### PASAJE SELECCIONADO
El cineasta sueco Ruben Östlund regresó con fuerza para llevarse la Palma de Oro del pasado Festival de Cannes con una sátira interesante que se burla de la alta sociedad de una manera mordaz. Después de deconstruir las relaciones familiares y el machismo tóxico en Fuerza mayor (2014) así como señalar la farsa detrás de lo que se acusa como arte en The Square (2017), llega ahora un estudio de las clases sociales, comprobando que el cinismo disfrazado de optimismo no basta para subsanar las marcadas diferencias en El triángulo de la tristeza.
Tomando el título del concepto usado por los cirujanos plásticos que hace referencia a la arruga que se forma entre las cejas, misma que se arregla fácilmente con el uso de bótox en 15 minutos, Östlund nos presenta el salvaje mundo del modelaje centrándose en dos personajes, Yaya (Charlbi Dean) y su pareja, Carl (Harris Dickinson), donde la ironía del guión comienza a soltar mordaces golpes en contra de esa industria tremendamente banal, mostrando un poco de lo que después será la burla directa al mundo de los ricos y las clases sociales.
En su relación y profesión podemos ver reflejadas las poses aspiracionales distintas dependiendo de la marca de ropa para la que modelen, así como una discusión aparentemente inofensiva acerca de quién debe pagar la cuenta, haciendo hincapié en los estereotipos del género, las cuestiones de igualdad y equidad entre hombres y mujeres, así como el tema del dinero y, nuevamente, las diferencias de nivel socioeconómicas entre los dos. Bastan esos primeros ejemplos para saber hacia dónde va a navegar este aclamado director dentro del filme.
El microuniverso en el que Yaya y Carl viven, aquel de las personas ricas en el que la apariencia es la gran forma de capital, es sólo una pequeña muestra de lo que pasará después. Y es que Östlund no dejará títere con cabeza, pues no sólo son los poderosos los que se mueven por el dinero, sino también las clases menores. Esto se observa después en todo lo que ocurre dentro de un yate en donde las diferencias no podrían estar más marcadas pero que, curiosamente, el realizador pone la mira no sólo ante el absurdo de los ricos, sino ante la ambición (o falta de ella) de los meros empleados dentro del mismo.
Es en este crucero donde se da rienda suelta a esa representación de un mundo polarizado entre clases. Si bien Yaya y Carl se encuentran con un prisma de personajes absurdamente ricos como el ruso amante del capitalismo Dimitry (Zlatko Boric), el capitán estadounidense del yate con creencias socialistas y un apego al alcohol, Thomas (Woody Harrelson), entre otros que ridiculizan la farsa de la riqueza y las apariencias, también observamos que, incluso entre los mozos, hay niveles.

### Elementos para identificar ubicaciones
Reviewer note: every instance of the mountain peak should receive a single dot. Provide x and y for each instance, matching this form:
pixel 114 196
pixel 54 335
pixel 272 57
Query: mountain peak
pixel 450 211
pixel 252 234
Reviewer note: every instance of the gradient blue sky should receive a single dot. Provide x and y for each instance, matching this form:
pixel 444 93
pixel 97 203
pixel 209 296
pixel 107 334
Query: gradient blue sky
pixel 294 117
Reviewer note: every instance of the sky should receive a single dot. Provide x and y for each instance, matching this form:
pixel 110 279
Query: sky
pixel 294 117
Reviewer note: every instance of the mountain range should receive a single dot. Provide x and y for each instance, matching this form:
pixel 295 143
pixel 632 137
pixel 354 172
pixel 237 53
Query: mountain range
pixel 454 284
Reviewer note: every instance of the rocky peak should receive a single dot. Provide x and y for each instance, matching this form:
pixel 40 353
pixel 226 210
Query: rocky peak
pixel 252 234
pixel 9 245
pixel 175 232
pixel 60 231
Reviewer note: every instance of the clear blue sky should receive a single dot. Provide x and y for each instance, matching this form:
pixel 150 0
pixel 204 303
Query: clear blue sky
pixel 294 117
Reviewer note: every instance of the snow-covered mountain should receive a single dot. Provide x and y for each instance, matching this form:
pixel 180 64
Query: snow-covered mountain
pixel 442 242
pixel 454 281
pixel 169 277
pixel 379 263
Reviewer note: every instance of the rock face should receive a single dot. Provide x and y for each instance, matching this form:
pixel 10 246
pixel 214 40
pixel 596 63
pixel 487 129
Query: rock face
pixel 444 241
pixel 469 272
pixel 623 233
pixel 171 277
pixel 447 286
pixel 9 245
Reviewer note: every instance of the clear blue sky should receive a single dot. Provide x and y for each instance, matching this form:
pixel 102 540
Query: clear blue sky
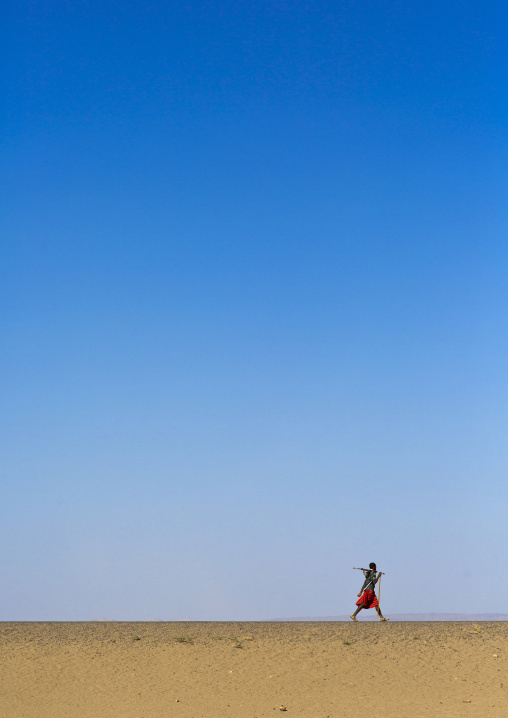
pixel 254 291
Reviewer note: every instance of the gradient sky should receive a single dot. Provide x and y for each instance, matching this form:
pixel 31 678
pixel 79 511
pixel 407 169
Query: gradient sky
pixel 253 297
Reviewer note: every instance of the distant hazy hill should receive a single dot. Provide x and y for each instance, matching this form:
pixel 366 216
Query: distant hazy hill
pixel 371 616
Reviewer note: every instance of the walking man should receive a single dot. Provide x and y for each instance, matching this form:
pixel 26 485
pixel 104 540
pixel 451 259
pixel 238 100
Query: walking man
pixel 367 598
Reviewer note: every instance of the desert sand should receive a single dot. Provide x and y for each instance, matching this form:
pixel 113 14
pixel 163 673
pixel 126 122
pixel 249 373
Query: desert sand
pixel 244 670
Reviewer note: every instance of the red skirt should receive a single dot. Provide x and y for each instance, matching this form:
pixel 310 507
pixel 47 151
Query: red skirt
pixel 369 600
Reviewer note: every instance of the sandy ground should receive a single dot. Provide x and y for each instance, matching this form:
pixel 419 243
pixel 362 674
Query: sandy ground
pixel 248 670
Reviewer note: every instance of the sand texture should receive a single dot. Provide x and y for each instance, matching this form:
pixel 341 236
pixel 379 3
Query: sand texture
pixel 244 670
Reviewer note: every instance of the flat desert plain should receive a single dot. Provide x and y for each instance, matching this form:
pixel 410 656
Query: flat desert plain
pixel 244 670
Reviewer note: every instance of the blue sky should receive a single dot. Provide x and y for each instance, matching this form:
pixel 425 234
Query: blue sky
pixel 253 308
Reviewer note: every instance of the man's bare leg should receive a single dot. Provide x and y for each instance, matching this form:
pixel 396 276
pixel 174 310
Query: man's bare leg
pixel 354 615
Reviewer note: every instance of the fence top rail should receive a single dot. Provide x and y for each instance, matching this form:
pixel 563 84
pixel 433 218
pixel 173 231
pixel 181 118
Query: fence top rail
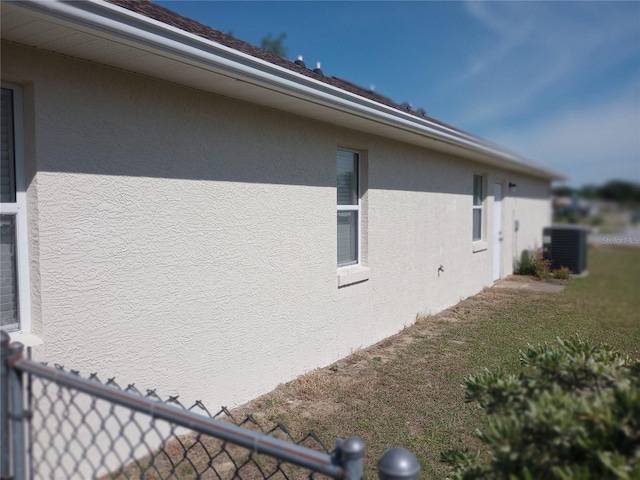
pixel 254 441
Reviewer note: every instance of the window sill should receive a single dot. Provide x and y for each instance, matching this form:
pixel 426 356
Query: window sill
pixel 480 246
pixel 26 339
pixel 351 275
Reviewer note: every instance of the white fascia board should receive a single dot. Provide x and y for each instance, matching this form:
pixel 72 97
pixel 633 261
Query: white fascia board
pixel 130 28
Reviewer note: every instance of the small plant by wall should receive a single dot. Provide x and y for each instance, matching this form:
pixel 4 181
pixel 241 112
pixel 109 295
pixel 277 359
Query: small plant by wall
pixel 526 265
pixel 562 273
pixel 532 263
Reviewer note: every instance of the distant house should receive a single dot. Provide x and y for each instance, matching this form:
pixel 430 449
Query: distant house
pixel 184 210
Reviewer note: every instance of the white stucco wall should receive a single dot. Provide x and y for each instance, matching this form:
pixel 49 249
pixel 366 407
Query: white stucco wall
pixel 187 242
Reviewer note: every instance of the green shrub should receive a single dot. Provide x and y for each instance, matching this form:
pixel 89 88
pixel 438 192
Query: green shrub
pixel 573 412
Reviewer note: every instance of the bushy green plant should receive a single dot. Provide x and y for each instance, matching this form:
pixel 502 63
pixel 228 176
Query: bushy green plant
pixel 573 412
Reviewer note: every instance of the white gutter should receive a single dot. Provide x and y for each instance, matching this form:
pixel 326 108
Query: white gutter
pixel 133 29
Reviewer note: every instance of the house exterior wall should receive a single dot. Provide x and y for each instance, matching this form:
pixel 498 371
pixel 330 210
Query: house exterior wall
pixel 187 242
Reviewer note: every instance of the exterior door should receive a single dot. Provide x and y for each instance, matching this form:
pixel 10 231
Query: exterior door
pixel 497 231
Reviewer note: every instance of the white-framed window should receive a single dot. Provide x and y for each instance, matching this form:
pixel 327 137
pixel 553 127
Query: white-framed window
pixel 478 201
pixel 14 262
pixel 348 204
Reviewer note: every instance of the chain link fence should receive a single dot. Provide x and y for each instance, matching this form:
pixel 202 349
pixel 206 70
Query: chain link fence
pixel 57 424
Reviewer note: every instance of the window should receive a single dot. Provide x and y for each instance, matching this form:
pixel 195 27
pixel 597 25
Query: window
pixel 14 314
pixel 478 199
pixel 348 193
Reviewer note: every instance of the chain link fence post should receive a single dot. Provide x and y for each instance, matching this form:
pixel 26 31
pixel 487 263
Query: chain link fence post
pixel 17 413
pixel 352 455
pixel 398 464
pixel 5 450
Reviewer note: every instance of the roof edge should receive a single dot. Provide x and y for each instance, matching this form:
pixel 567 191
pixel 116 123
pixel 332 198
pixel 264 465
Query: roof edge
pixel 155 36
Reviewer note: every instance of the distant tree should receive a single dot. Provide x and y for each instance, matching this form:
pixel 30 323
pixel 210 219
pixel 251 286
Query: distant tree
pixel 620 191
pixel 589 192
pixel 563 191
pixel 275 45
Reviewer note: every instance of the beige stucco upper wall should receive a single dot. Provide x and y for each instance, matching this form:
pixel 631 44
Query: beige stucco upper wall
pixel 186 241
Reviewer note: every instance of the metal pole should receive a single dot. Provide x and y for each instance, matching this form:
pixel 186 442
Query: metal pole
pixel 352 455
pixel 17 414
pixel 5 451
pixel 398 464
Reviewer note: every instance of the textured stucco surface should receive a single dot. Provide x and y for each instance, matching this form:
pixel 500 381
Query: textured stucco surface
pixel 187 242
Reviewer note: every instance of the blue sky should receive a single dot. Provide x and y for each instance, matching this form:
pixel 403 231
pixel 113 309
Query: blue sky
pixel 557 82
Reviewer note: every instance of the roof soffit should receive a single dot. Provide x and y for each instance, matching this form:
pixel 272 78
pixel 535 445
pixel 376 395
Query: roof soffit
pixel 107 34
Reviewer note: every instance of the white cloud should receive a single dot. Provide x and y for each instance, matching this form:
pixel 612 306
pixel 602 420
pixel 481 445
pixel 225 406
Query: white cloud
pixel 590 145
pixel 540 50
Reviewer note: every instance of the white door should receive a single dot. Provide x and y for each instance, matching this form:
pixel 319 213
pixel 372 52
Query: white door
pixel 497 230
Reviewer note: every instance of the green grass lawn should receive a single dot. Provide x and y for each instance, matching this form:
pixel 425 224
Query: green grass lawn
pixel 407 390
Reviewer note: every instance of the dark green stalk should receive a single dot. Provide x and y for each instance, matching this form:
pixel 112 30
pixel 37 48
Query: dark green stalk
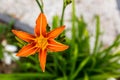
pixel 62 17
pixel 97 35
pixel 40 6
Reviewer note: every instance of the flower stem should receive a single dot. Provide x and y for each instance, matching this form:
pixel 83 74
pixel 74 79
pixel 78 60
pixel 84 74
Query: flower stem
pixel 40 6
pixel 62 17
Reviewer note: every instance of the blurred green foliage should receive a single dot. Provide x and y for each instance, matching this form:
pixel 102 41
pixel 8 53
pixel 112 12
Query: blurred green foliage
pixel 6 34
pixel 79 62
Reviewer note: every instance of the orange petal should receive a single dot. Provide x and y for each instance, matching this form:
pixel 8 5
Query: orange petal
pixel 56 46
pixel 42 59
pixel 53 34
pixel 41 24
pixel 23 35
pixel 27 50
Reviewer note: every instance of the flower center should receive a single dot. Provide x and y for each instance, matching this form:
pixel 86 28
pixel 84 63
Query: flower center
pixel 41 42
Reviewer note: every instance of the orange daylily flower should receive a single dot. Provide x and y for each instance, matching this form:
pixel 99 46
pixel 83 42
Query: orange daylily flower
pixel 41 41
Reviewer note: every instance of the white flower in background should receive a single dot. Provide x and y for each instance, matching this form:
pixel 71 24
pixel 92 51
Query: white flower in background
pixel 111 78
pixel 9 53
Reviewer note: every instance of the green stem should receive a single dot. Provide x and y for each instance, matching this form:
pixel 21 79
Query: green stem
pixel 62 17
pixel 40 6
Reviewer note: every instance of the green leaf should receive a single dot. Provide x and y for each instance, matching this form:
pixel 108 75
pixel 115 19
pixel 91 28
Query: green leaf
pixel 80 67
pixel 1 51
pixel 86 77
pixel 97 35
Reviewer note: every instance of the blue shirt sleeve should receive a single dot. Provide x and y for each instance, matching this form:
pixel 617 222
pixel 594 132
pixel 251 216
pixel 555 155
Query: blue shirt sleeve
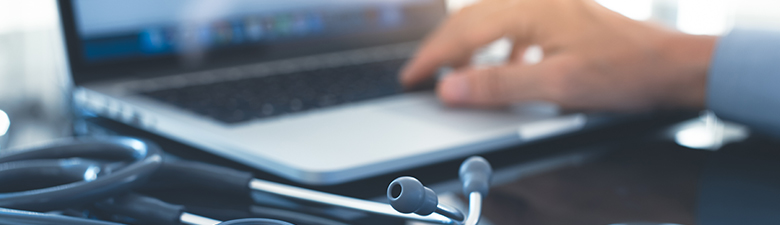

### INSTRUCCIONES DE TRABAJO
[1] Responde según la reseña de El triángulo de la tristeza:
(a) ¿Qué premio ganó Ruben Östlund en el Festival de Cannes?
(b) ¿En cuánto tiempo se arregla con bótox la arruga entre las cejas?
(c) ¿Qué actor interpreta al capitán del yate?
[2] Sigue escribiendo la reseña de El triángulo de la tristeza a partir de su última oración.

### RESPUESTAS POR TAREA
[1]
(a) La Palma de Oro.
(b) En 15 minutos.
(c) Woody Harrelson.

[2]
Y es que hay quienes no les importa ser lambiscones en busca del dinero mientras que otros son olvidados, supeditados a las órdenes para ganar su salario, siempre a la mano de esos sujetos ambiciosos que están en la constante búsqueda de un cambio en su estatus quo, por no decir en su clase. Aquí, el sueco desata la alta suciedad de los poderosos, atreviéndose a simbolizarla primero con la presencia de moscas en el crucero para llevarlo hasta un clímax exageradamente escatológico donde la porquería es tal que los ricos tienen que expulsar la podredumbre que los corroe por dentro, mientras en el fondo se escucha una charla que dimensiona mucho del mensaje crítico/satírico del filme. Es aquí donde pareciera que El triángulo de la tristeza llegaría a su punto culminante, pero no.
Y es que faltaría la cereza del pastel, aquel en que Östlund desata el ‘qué pasaría si’ de una forma más clara. Aquí, el tratado del sueco plantea claramente la reversión total de las clases sociales, mostrando a los ricos como los inútiles que, sin dinero y sin poses, no saben hacer prácticamente nada, sobresaliendo el papel de Abigail (Dolly de Leon), una de las chicas de limpieza del crucero que, por ser la que tiene conocimiento de cómo cocinar, cazar, hacer fuego y demás, toma la decisión de ser aquella que ostente el poder. Porque, ante la supervivencia, ¿qué importa el maldito dinero o lo bien que te veas?
Básicamente, se muestra que ni el lema de primero los pobres tiene éxito pues el poder corrompe, llevando hasta un punto álgido el absurdo de este relato que nos muestra no sólo la banalidad de los ultra ricos, sino que el intercambio de roles sociales tampoco es eficiente. Porque, finalmente, las ideas, los prejuicios, el poder, las apariencias e incluso la belleza como forma de pago, matan toda noble intención de una sociedad equitativa, pues lo único que importa es quien tiene el poder sin importar de qué origen o clase venga.
Ciertamente, El triángulo de la tristeza es una cinta complicada que puede dividir mucho debido a las pretensiones que el relato muestra. Sin embargo, Östlund no teme esgrimir su cámara alrededor de esos defectos para burlarse de ellos sin temor al qué dirán. Entre el uso de las paletas de colores y las tomas en su fotografía, pasando por una musicalización adecuada pero sobre todo en un ensamble actoral que interpreta sus roles bastante bien, el sueco nos muestra desde un pequeño universo hasta una gran demostración de la cara más fea de la sociedad humana y deja abierto el desenlace para aquellos que busquen decidir entre el optimismo y el cambio o el pesimismo de que no hay transformación, los ricos siempre serán ricos y los pobres siempre pobres.